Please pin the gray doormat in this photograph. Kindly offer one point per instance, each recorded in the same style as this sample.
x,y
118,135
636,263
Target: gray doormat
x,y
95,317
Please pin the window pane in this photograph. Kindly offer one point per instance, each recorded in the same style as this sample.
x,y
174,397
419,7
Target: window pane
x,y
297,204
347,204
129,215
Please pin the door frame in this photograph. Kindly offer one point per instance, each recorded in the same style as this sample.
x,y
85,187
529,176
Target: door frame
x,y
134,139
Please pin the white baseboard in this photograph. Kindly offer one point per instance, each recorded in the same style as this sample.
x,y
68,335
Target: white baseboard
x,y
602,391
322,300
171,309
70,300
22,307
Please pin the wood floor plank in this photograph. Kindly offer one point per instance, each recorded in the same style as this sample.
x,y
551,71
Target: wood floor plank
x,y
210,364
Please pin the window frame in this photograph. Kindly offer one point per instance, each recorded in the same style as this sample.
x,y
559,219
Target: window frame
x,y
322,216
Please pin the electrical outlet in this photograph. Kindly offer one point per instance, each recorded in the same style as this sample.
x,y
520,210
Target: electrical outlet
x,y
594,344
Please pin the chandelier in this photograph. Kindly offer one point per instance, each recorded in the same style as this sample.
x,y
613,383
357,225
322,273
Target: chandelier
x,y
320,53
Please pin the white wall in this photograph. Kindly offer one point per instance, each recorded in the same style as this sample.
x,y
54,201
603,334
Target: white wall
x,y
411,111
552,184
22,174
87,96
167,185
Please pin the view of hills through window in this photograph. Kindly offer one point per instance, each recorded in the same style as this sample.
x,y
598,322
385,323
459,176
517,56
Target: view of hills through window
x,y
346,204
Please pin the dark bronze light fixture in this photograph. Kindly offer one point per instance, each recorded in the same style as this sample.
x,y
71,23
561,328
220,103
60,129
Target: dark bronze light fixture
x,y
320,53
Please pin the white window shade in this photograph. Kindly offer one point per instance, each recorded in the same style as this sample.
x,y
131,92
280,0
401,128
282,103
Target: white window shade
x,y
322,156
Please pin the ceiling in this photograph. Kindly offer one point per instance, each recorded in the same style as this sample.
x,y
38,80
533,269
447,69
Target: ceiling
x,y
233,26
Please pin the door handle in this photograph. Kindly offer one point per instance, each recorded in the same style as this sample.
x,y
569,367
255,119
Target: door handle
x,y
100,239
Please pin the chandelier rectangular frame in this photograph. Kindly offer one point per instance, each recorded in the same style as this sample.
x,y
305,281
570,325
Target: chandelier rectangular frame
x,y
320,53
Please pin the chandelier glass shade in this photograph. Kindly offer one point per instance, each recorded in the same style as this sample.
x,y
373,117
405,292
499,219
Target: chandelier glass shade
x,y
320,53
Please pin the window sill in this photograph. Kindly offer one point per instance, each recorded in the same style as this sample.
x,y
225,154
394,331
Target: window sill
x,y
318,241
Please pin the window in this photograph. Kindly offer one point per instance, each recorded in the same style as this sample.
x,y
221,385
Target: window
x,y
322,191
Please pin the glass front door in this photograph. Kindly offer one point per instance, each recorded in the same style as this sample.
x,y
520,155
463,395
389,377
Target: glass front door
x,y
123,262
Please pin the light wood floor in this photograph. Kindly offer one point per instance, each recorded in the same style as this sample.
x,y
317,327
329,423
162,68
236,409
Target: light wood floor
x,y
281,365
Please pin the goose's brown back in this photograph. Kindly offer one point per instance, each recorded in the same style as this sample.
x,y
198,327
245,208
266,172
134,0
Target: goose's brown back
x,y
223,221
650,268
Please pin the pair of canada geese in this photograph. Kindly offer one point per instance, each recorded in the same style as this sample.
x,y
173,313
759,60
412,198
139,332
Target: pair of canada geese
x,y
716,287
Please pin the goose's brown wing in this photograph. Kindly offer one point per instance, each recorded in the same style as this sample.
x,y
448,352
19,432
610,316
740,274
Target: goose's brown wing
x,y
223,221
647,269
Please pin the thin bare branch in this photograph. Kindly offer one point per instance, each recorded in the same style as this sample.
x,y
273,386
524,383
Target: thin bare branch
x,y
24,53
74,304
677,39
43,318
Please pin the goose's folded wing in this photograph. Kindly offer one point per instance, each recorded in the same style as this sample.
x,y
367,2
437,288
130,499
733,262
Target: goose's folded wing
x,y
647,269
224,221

________

> **ABOUT THIS TASK**: Write out every record again, exactly as it was written.

> **EXERCISE SOLUTION**:
Please pin the gray doormat in this photograph. Kindly offer one point per instance, each recorded in the same style as this sample.
x,y
118,135
636,263
Target: gray doormat
x,y
95,317
Please pin the window pane in this photograph. Kindly offer one point per instance, each recorded in the same style as this sample.
x,y
174,397
419,7
Target: window pane
x,y
297,204
347,204
129,215
Please pin the door frame in this photograph. Kindly offer one point per instance, each recorded in the same style as this sample.
x,y
85,187
529,176
Target: door frame
x,y
134,139
Please pin the white baseboard in this photograph. Kindly offer one point per instance, each recorded in the same style as this sample.
x,y
68,335
Target: white baseboard
x,y
602,391
322,300
171,309
70,300
22,307
Please pin the wood floor plank in this photograph. Kindly offer one point per instance, each recorded in the same style as this sample.
x,y
551,71
Target: wood floor plank
x,y
210,364
Please pin the window frame in this photograph. Kindly offer one point per instance, each recorded in the same style as this sample.
x,y
559,219
Target: window frame
x,y
322,216
Please pin the electrical outlet in this photograph. Kindly offer one point per instance, each recorded in the same style as this sample.
x,y
520,210
Target: electrical outlet
x,y
594,344
Please pin the chandelier in this photograph. Kindly offer one point per instance, each recorded in the same style as this sample.
x,y
613,383
357,225
322,273
Target: chandelier
x,y
320,53
Please pin the white wall in this photograph. Kindly offer one point per instance, each recorded in the same style as this sample.
x,y
54,201
603,334
Target: white wall
x,y
411,111
552,184
22,174
87,96
167,185
Please pin the view of hills through window in this photograph. Kindly offer one point per instance, each recorded in the same style as this sample.
x,y
598,322
385,323
459,176
517,56
Target: view of hills through window
x,y
346,204
Please pin the dark bronze light fixture in this photograph. Kindly offer one point per instance, each recorded in the same style as this sample.
x,y
71,23
561,328
220,103
60,129
Target: dark bronze light fixture
x,y
320,53
Please pin the white window shade in this photograph. Kindly offer one point per instance, each recorded in the same style as this sample.
x,y
131,92
280,0
401,128
282,103
Target: white window shade
x,y
322,156
Please pin the ceiling in this photograph. Kindly offer one point per instance, each recorded in the same style as this sample.
x,y
38,80
533,269
447,69
Target: ceiling
x,y
233,26
Please pin the door handle in this photograph. Kindly offer one point per instance, each recorded in the same style as this sample.
x,y
569,367
255,119
Target: door handle
x,y
100,239
Please pin the chandelier rectangular frame in this photograph. Kindly offer one point per instance, each recorded in the same style as this sample.
x,y
305,281
570,325
Target: chandelier rectangular frame
x,y
320,53
Please pin the chandelier glass shade in this photograph. Kindly offer one point per instance, each recorded in the same style as this sample.
x,y
373,117
405,292
499,219
Target: chandelier glass shade
x,y
320,53
Please pin the window sill in this photograph. Kindly offer one point per instance, each recorded in the same style as this sample.
x,y
225,154
394,331
Target: window sill
x,y
318,241
Please pin the window in this photograph. Kindly offer one point per instance, each recorded in the same style as this sample.
x,y
221,385
Target: window
x,y
322,191
Please pin the glass front door in this photograph. Kindly offer one point per instance, each recorded in the same style as this sample.
x,y
520,155
463,395
389,377
Target: glass front door
x,y
123,262
Please pin the light wood floor in this photograph. Kindly offer one point per instance, each recorded in the same style as this sample.
x,y
317,327
329,423
162,68
236,409
Target: light wood floor
x,y
281,365
Please pin the goose's brown back in this photograph. Kindly offer one point per instance, each recorded in the same style as this sample.
x,y
198,327
245,208
266,172
134,0
Target: goose's brown back
x,y
223,221
650,268
Please pin the pair of canada geese in this photograph. Kindly offer one point per instance, each recorded in the same style as this sample.
x,y
173,313
759,60
412,198
139,332
Target: pair of canada geese
x,y
716,287
Please pin the goose's brown wing in this photograph. Kindly offer one point per instance, each recorded in the same style as this sample.
x,y
448,352
19,432
610,316
740,274
Target: goose's brown wing
x,y
223,221
647,269
Please pin the thin bare branch in this photograph. Kindly offer one point per instance, each recorded in the same style as this sample.
x,y
273,386
524,383
Target: thin bare branch
x,y
24,53
74,304
677,39
43,318
Please pin the goose's folded wing in this photograph. Kindly offer one point per instance, each recorded in the same style as this sample.
x,y
367,2
437,288
130,499
733,262
Target: goose's folded wing
x,y
647,269
224,221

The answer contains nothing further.